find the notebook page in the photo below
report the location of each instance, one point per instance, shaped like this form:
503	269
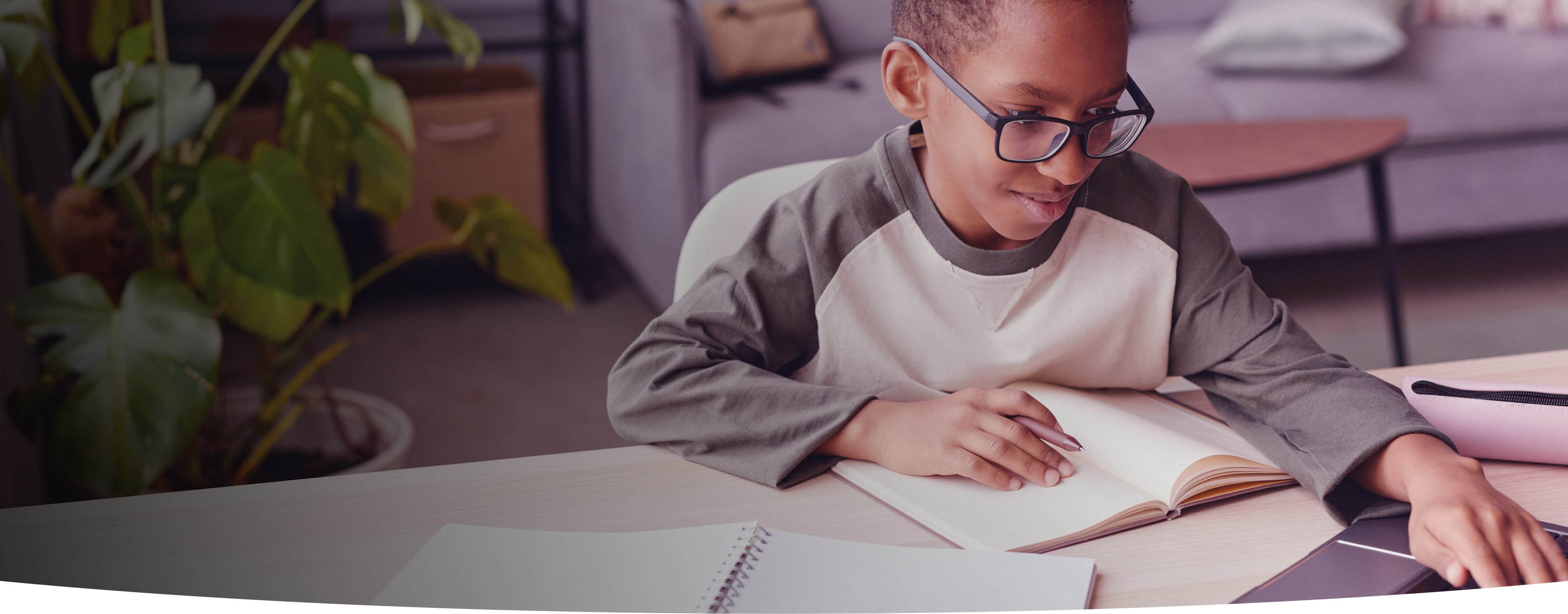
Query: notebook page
1125	434
482	567
797	574
979	517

.....

### Task objective
Drop the pictures and reproduce the rest of the entries above exactly.

### Task answer
find the notebook page in the photo below
report the location of each instance, one point per instance, shaped like this form:
503	269
Query: notebook page
1125	434
482	567
797	574
979	517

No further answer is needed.